Announcing The 1623 Shakespeare First Folio: A Baconian-Rosicrucian-Freemasonic Illusion. The book is available at
The_1623_Shakespeare_First_Folio_A_Baconian_Rosicrucian_Freemasonic_Illusion

Coming in at 404 pages we are also publishing selected chapters as smaller stand alone papers with accompanying videos. Each paper and video will concentrate on a selected facet of the 1623 Shakespeare First Folio.

Follow the discussion on the B’Hive Forum here on SirBacon.org:

https://sirbacon.org/bacon-forum/index.php?/forum/29-the-1623-shakespeare-first-folio-a-baconian-rosicrucian-freemasonic-illusion/

Introduction

On the 400th anniversary of the publication of the First Folio, The 1623 Shakespeare First Folio: A Baconian-Rosicrucian-Freemasonic Illusion uncovers and reveals unknown and untold secrets about the greatest work of literature in the history of humankind. Here for the first time, it brings forth the hidden and concealed connections of its secret author Francis Bacon and his Rosicrucian-Freemasonry Brotherhood with all the key members involved in its production, printing, and publication. It explores his hidden relationships with its printers William and Isaac Jaggard, and the other members of the First Folio consortium, John Smethwick, William Aspley, and its publisher Edward Blount. It is almost universally unknown that its dedicatee William Herbert, Earl of Pembroke was at the time of its dedication Grand Master of England, one of half of the ‘Incomparable Paire Of Brethren’, with his brother Philip Herbert, Earl of Montgomery, whose joint open and hidden relationships with Bacon went back decades. The other important critical member in the production of the 1623 First Folio was its editor and contributor of its two verses Ben Jonson who at the time the Folio was making its way through the Jaggard printing presses was living with Bacon at Gorhambury, where he was at the heart of the secret plans for bringing together this vast and complex enterprise.
********************
» **What you need to do**
1/ How many pages does the book announcement give as the book's length?
2/ Condense the book announcement's paragraph beginning "On the 400th anniversary" into a bulleted list that keeps its main claims.
3/ Retype the part of the book announcement that opens with the words containing "Announcing The 1623" and closes with "Shakespeare First Folio.".

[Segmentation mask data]
********************
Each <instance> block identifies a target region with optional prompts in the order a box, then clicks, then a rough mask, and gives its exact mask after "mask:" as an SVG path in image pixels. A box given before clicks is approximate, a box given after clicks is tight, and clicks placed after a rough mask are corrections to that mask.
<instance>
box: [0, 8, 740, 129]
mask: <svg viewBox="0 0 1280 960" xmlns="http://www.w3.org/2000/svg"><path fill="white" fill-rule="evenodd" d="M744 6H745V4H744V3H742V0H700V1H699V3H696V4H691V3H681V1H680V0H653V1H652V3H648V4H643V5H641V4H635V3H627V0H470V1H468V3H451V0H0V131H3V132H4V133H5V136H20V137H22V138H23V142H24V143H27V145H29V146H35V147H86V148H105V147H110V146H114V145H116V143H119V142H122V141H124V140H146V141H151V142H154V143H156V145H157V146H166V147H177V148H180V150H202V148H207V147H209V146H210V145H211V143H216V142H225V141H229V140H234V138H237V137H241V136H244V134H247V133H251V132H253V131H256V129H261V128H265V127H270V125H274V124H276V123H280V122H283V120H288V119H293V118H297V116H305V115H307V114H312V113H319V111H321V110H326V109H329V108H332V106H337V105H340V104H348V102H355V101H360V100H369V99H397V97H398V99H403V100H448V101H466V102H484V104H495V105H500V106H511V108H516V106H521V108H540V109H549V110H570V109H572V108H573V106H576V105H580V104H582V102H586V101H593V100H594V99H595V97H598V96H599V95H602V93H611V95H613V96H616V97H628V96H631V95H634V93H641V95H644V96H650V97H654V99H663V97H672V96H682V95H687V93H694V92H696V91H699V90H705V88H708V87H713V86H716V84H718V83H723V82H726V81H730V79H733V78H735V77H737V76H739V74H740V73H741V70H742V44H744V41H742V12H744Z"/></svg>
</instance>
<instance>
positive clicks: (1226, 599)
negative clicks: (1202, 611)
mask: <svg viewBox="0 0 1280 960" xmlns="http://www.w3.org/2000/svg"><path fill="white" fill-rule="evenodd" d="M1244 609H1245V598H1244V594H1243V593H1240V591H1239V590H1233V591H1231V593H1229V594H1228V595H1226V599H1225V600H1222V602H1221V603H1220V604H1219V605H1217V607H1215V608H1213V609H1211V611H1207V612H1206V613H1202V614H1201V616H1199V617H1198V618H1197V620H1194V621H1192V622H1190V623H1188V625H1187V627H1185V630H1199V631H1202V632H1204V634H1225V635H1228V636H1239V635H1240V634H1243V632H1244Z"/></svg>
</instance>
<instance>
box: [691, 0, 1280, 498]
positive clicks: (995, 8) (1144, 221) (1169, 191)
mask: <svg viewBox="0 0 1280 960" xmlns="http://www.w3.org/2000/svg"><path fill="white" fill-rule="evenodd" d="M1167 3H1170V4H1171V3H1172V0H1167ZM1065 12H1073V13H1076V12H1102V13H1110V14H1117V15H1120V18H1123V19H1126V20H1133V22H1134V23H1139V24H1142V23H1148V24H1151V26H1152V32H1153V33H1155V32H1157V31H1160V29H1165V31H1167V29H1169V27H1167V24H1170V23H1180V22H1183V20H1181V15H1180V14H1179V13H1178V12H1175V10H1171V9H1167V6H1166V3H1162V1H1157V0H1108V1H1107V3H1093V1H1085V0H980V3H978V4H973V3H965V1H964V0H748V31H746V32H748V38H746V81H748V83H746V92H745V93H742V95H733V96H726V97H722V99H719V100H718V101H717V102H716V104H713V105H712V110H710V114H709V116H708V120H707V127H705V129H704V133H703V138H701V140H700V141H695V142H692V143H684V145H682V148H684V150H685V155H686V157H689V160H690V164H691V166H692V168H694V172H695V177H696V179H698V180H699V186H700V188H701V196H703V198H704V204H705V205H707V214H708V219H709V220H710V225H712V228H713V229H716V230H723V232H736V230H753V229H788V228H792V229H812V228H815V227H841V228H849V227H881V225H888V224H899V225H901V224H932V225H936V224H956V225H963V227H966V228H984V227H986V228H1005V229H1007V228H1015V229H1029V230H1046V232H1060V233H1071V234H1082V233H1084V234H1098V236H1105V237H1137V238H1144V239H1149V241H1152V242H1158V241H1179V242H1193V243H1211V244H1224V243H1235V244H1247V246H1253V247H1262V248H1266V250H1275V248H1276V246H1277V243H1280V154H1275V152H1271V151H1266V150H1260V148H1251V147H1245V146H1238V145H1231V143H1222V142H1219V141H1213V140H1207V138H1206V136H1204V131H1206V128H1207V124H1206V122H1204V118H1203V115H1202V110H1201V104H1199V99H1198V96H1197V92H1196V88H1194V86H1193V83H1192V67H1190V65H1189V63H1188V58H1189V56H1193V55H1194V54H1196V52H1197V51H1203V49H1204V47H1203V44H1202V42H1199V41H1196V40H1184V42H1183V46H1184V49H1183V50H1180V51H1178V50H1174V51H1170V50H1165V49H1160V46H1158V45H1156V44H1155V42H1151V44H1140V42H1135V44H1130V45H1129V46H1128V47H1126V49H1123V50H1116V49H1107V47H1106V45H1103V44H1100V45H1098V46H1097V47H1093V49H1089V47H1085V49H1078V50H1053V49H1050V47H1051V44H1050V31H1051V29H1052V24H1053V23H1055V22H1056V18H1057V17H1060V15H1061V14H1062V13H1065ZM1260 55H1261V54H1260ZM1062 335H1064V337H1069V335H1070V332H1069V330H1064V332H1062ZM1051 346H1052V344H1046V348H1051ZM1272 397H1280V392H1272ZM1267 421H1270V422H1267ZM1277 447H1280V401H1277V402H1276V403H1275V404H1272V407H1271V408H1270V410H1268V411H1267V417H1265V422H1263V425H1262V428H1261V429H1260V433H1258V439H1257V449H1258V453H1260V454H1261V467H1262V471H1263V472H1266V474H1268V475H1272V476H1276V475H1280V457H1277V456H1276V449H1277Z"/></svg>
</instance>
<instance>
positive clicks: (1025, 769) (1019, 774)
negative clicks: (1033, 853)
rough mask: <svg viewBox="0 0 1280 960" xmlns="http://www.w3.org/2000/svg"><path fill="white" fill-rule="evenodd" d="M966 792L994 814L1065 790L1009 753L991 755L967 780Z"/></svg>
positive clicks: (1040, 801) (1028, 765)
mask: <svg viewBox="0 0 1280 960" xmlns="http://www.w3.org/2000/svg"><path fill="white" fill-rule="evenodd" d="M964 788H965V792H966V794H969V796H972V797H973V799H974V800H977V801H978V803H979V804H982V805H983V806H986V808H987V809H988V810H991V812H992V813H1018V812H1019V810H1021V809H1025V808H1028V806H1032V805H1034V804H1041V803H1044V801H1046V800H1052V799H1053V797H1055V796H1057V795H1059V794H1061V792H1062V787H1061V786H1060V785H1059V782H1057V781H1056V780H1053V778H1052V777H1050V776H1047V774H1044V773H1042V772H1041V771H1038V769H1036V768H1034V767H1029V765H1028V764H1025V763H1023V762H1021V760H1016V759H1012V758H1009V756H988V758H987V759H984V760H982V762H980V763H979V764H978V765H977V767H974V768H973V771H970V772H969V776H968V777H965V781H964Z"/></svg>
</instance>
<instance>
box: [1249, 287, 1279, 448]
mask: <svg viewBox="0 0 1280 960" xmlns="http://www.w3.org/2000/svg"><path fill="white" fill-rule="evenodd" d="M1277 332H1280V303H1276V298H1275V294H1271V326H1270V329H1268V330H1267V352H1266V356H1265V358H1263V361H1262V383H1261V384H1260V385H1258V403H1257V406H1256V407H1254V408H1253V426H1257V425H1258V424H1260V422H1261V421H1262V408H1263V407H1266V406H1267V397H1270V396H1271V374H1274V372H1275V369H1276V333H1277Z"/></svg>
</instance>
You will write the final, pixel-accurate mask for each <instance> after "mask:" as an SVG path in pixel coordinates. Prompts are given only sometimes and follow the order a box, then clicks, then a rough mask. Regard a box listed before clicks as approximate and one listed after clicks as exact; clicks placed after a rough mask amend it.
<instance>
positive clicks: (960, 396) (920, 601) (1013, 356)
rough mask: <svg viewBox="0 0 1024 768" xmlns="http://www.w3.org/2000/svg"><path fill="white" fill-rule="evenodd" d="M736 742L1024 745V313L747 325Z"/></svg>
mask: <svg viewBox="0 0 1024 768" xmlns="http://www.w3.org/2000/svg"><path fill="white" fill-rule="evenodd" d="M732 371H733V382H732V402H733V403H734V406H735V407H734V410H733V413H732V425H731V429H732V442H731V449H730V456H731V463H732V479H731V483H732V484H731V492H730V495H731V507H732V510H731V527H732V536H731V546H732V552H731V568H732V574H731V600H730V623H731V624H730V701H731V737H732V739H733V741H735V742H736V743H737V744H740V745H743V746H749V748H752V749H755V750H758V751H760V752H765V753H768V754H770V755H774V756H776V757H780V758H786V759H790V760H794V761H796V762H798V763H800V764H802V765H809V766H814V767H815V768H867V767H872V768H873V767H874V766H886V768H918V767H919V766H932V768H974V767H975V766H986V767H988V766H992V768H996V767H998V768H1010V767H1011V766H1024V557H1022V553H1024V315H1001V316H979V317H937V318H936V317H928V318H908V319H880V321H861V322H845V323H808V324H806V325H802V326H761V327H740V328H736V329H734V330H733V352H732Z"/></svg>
********************
» **Your written answers**
1/ 404 pages.

2/
- Published on the 400th anniversary of the First Folio, the book claims to reveal unknown secrets about the Folio.
- It presents Francis Bacon as the Folio's secret author and links him and his Rosicrucian-Freemasonry Brotherhood to everyone involved in producing, printing, and publishing it.
- It examines Bacon's hidden relationships with:
  - printers William and Isaac Jaggard
  - consortium members John Smethwick and William Aspley
  - publisher Edward Blount
- According to the book, dedicatee William Herbert, Earl of Pembroke, was Grand Master of England at the time of the dedication. With his brother Philip Herbert, Earl of Montgomery, he formed the "Incomparable Paire Of Brethren," and the two had ties to Bacon going back decades.
- According to the book, editor Ben Jonson, who contributed the Folio's two verses, was living with Bacon at Gorhambury while the Folio was being printed and was central to the secret plans behind the project.

3/
Announcing The 1623 Shakespeare First Folio: A Baconian-Rosicrucian-Freemasonic Illusion. The book is available at
The_1623_Shakespeare_First_Folio_A_Baconian_Rosicrucian_Freemasonic_Illusion

Coming in at 404 pages we are also publishing selected chapters as smaller stand alone papers with accompanying videos. Each paper and video will concentrate on a selected facet of the 1623 Shakespeare First Folio.